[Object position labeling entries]
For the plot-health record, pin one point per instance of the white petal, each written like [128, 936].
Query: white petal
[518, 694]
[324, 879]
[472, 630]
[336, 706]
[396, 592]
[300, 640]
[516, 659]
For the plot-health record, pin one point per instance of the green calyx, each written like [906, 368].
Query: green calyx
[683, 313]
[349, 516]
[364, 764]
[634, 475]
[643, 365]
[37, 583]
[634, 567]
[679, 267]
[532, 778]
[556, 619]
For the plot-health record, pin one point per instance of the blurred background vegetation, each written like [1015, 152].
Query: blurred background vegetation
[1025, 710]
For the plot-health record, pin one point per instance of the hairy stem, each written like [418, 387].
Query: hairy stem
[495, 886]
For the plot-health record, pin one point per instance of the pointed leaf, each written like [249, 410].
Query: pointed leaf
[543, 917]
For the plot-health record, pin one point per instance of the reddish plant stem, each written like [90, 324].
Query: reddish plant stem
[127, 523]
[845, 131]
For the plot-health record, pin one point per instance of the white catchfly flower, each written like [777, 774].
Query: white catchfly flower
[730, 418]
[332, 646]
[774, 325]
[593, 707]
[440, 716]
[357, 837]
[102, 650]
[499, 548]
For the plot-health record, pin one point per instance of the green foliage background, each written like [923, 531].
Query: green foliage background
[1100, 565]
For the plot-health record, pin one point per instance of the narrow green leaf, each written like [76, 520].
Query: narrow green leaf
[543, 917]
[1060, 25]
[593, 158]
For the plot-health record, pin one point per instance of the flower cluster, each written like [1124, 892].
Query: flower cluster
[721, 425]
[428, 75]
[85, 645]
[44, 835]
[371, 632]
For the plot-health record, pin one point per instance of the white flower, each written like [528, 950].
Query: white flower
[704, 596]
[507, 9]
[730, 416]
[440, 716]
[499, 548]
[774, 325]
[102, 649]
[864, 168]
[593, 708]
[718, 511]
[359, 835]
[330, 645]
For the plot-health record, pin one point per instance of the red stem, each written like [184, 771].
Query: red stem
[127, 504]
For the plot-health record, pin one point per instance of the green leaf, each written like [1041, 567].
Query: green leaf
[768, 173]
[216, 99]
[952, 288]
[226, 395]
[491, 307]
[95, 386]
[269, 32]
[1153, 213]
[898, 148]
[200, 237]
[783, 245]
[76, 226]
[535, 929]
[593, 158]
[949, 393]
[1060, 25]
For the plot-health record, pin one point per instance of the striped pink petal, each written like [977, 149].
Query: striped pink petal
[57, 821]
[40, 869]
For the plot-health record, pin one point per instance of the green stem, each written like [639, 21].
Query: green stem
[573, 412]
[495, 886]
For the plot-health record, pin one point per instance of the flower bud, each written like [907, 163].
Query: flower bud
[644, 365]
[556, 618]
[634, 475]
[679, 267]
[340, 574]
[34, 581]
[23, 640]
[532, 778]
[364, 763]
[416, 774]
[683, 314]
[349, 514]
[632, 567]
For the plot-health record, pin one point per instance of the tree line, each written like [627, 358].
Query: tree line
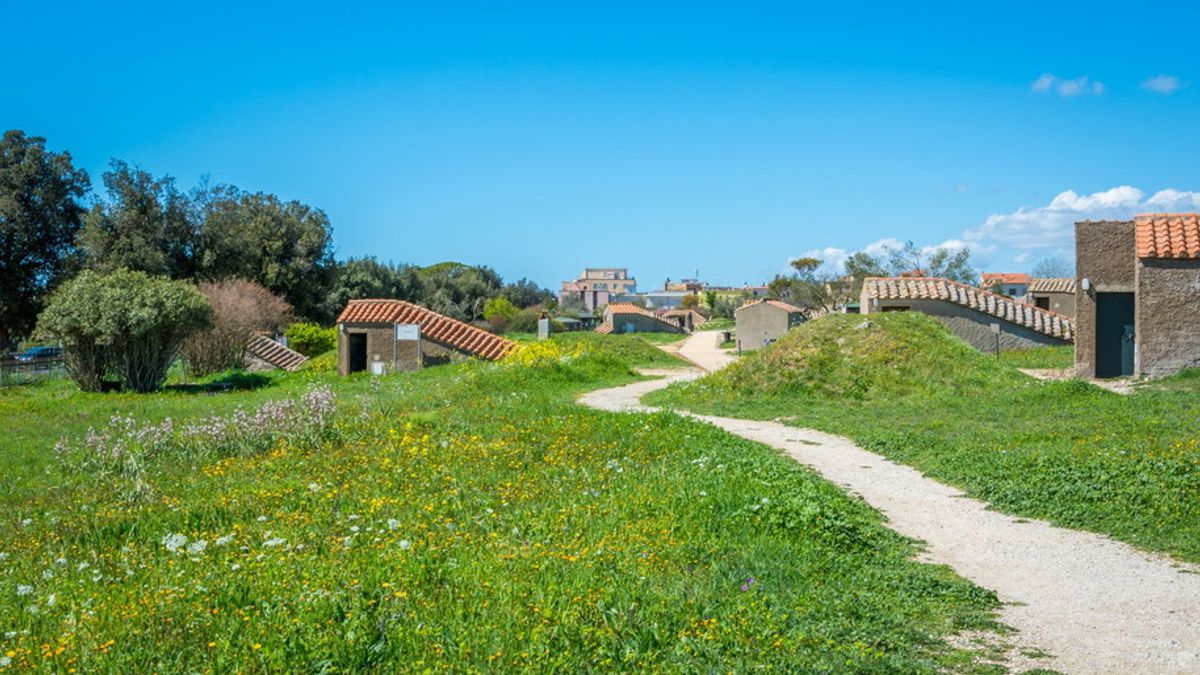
[54, 225]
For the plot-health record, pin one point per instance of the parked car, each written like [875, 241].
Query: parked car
[40, 353]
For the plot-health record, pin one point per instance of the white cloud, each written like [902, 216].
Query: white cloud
[1163, 84]
[1050, 230]
[1050, 83]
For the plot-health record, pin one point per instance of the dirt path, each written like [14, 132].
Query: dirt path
[1096, 605]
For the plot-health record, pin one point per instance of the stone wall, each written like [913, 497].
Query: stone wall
[1168, 316]
[972, 326]
[1104, 254]
[382, 346]
[762, 322]
[1059, 303]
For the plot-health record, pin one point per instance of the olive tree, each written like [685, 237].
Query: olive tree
[124, 324]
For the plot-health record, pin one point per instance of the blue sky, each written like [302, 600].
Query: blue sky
[665, 137]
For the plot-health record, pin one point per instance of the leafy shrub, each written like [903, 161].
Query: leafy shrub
[125, 324]
[310, 339]
[240, 310]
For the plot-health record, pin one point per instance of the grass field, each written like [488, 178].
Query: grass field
[1066, 452]
[465, 518]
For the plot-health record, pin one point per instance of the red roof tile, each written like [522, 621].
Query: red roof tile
[993, 304]
[993, 278]
[439, 328]
[1053, 286]
[1168, 236]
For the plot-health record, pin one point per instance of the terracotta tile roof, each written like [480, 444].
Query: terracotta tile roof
[991, 278]
[1168, 236]
[778, 304]
[615, 309]
[991, 304]
[1053, 286]
[439, 328]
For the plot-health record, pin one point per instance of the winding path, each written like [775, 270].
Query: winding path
[1095, 604]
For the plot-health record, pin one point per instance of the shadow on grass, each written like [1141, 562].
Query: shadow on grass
[227, 382]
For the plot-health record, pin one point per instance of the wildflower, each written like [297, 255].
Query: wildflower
[174, 542]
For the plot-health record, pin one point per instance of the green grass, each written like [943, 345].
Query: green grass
[1056, 358]
[1066, 452]
[465, 518]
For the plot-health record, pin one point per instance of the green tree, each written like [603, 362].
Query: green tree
[40, 219]
[287, 246]
[526, 293]
[145, 225]
[459, 290]
[311, 339]
[124, 323]
[369, 278]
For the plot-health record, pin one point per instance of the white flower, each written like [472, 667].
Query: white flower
[174, 542]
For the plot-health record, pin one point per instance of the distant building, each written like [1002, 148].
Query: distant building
[393, 335]
[1054, 294]
[595, 287]
[1014, 285]
[762, 322]
[983, 318]
[1138, 298]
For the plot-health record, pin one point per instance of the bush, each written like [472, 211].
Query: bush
[310, 339]
[240, 310]
[125, 324]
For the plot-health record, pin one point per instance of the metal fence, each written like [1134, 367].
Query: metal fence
[13, 371]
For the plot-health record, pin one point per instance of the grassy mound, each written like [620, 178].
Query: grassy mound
[857, 357]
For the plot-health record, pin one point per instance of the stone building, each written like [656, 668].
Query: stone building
[393, 335]
[598, 286]
[1138, 299]
[983, 318]
[762, 322]
[622, 317]
[1054, 294]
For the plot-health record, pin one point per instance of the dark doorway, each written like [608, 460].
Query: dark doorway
[357, 344]
[1114, 334]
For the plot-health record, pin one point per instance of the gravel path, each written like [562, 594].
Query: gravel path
[1093, 604]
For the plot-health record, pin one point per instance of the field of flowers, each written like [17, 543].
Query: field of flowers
[1066, 452]
[465, 518]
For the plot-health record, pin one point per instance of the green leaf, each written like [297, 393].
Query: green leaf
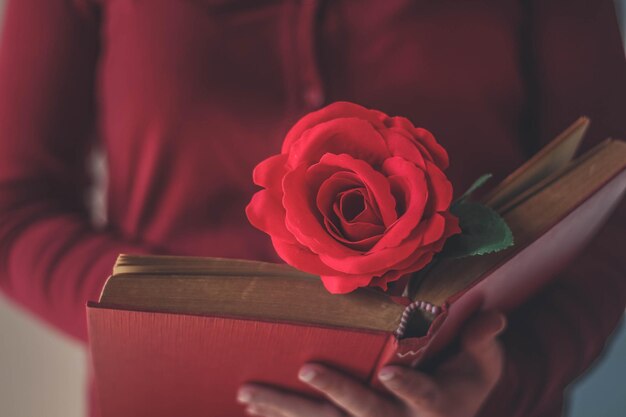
[483, 231]
[475, 186]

* [Given instruction]:
The records above need to be given again exactly. Omit the pictures.

* [Reply]:
For the plot-health record, pin one point per instance of the white petal, each written like [128, 936].
Query: white petal
[518, 694]
[324, 879]
[472, 630]
[336, 706]
[396, 592]
[300, 640]
[516, 659]
For the plot-health record, pin one point per instance of the green calyx, each written like [906, 368].
Query: green calyx
[683, 313]
[349, 516]
[364, 764]
[634, 475]
[643, 365]
[37, 583]
[634, 567]
[679, 267]
[532, 778]
[556, 619]
For the plot-health record, pin one point per instance of the blurred background vegetation, each written like [1015, 152].
Query: blurred background vegetation
[1025, 710]
For the plot-health record, pin one point per instance of the hairy stem, each written like [418, 387].
Query: hairy stem
[495, 886]
For the plot-health record, pin one point per instance of the pointed leaf, each written like [249, 410].
Query: pointed leaf
[543, 917]
For the plot-health record, pin one point per instance of the reddish plant stem, each written like [90, 324].
Query: reddish plant stem
[127, 523]
[845, 131]
For the plot-health record, pin one point per instance of the white catchfly flower, each written like [777, 774].
Query: white catchfly flower
[730, 418]
[332, 646]
[774, 325]
[593, 707]
[440, 716]
[357, 837]
[102, 650]
[499, 548]
For the plot-health record, pin one point per instance of the green foliage background, each written like [923, 531].
Query: green foliage background
[1100, 565]
For the plot-health record, pin one point per instance of the narrow green leaf, each written like [76, 520].
Query: narrow green leaf
[543, 917]
[1060, 25]
[593, 158]
For the plot-health record, pin one point per instance of the flower cluster, each written like [1124, 892].
Query: flower cluster
[721, 425]
[428, 75]
[85, 645]
[44, 835]
[371, 632]
For the plot-health record, pin one point per instance of the white flower, each written like [528, 950].
Query: white flower
[704, 596]
[507, 9]
[730, 416]
[440, 716]
[499, 548]
[774, 325]
[102, 649]
[864, 168]
[593, 708]
[718, 511]
[359, 835]
[330, 645]
For the plot-health record, pin one point per instance of the red stem, each written like [184, 771].
Query: red stem
[127, 504]
For the plot-health record, pin one point per instance of the green leaf, each written like [1041, 567].
Query: green leaf
[768, 173]
[216, 99]
[952, 288]
[226, 395]
[491, 307]
[95, 386]
[269, 32]
[1153, 213]
[898, 148]
[200, 237]
[783, 245]
[76, 226]
[535, 929]
[593, 158]
[949, 393]
[1060, 25]
For the plot-health record, pin one point per instance of the striped pink petal, each written like [977, 149].
Query: striped pink petal
[57, 821]
[40, 869]
For the plot-health record, pin one point per instance of the green stem, each written like [639, 21].
Query: green stem
[573, 412]
[495, 886]
For the plot-health record, pin one point per instance of the flower bud, each written like [907, 163].
Query: flower bud
[644, 365]
[556, 618]
[634, 475]
[679, 267]
[340, 574]
[34, 581]
[23, 640]
[532, 778]
[364, 763]
[416, 774]
[683, 314]
[349, 514]
[632, 567]
For the plot-health record, pin one point per instance of the tree line, each written like [627, 358].
Query: tree line
[54, 225]
For the plot-health record, pin one point per instance of the parked car, each written like [875, 241].
Query: parked car
[40, 353]
For the plot-health record, pin one point per instance of the white cloud, each written like [902, 216].
Query: white cloud
[1163, 84]
[1050, 230]
[1050, 83]
For the plot-health record, pin one point per instance of the dirt path, each written like [14, 132].
Query: dirt path
[1096, 605]
For the plot-health record, pin one point per instance of the stone wall, each written like [913, 497].
Query: stone wall
[1168, 316]
[972, 326]
[1104, 254]
[382, 346]
[762, 322]
[1059, 303]
For the plot-health record, pin one point per instance of the olive tree, each written like [685, 237].
Query: olive tree
[124, 324]
For the plot-health record, pin one point per instance of the blue sky, each written like [302, 600].
Query: blue sky
[665, 137]
For the plot-health record, pin one point per instance of the leafy shrub, each written like [903, 161].
Query: leafy shrub
[125, 324]
[310, 339]
[240, 310]
For the plot-health record, pin one point per instance of the grass field, each written like [488, 178].
Query: grass field
[1066, 452]
[465, 518]
For the plot-health record, pin one point per instance of the red roof tile, each written like [522, 621].
Query: red roof tile
[993, 304]
[993, 278]
[439, 328]
[1053, 286]
[1168, 236]
For the plot-health record, pin one point per instance of the terracotta tile roof, each written like [480, 444].
Query: terracotta tile roof
[991, 278]
[1168, 236]
[778, 304]
[615, 309]
[991, 304]
[1053, 286]
[439, 328]
For the plot-health record, pin one point per instance of the winding path, each written like [775, 270].
Query: winding path
[1095, 604]
For the plot-health record, pin one point per instance of the shadow on grass, each written like [1141, 562].
Query: shadow on grass
[227, 382]
For the plot-health record, pin one point per instance of the wildflower, each written like [297, 255].
Query: wildflower
[174, 542]
For the plot-health record, pin one point per instance of the green grass, each written like [943, 345].
Query: green grass
[1056, 358]
[1066, 452]
[465, 518]
For the plot-health record, pin one point per instance of the green tree, each written like [603, 362].
Query: green tree
[40, 219]
[287, 246]
[526, 293]
[145, 225]
[459, 290]
[311, 339]
[124, 323]
[369, 278]
For the plot-health record, pin one point per instance of the white flower, each written like [472, 667].
Query: white flower
[174, 542]
For the plot-health record, pin one point per instance of the distant building, each written like [1002, 148].
Query: distant building
[393, 335]
[1054, 294]
[595, 287]
[1014, 285]
[762, 322]
[983, 318]
[1138, 298]
For the plot-health record, pin one point per instance of the bush, each written like [472, 211].
Query: bush
[310, 339]
[240, 310]
[125, 324]
For the plot-health record, pin one point per instance of the metal fence, each written like [1134, 367].
Query: metal fence
[13, 371]
For the plot-health record, pin one point per instance of the grassy mound, each written like [620, 178].
Query: grassy mound
[857, 357]
For the plot-health record, pin one point per instance of the stone building, each written like [656, 668].
Query: stone building
[393, 335]
[598, 286]
[1138, 299]
[983, 318]
[762, 322]
[622, 317]
[1054, 294]
For the plot-health record, pin one point per instance of the dark doorway, each written like [608, 460].
Query: dark doorway
[357, 344]
[1114, 334]
For the plot-health record, pin one point per instance of the gravel path, each written like [562, 594].
Query: gravel path
[1093, 604]
For the plot-health record, pin one point per instance of the field of flowers, each written like [17, 543].
Query: field of flowers
[1066, 452]
[465, 518]
For the plot-health record, pin one point per instance of the green leaf, each written like [297, 393].
Query: green leaf
[483, 231]
[475, 186]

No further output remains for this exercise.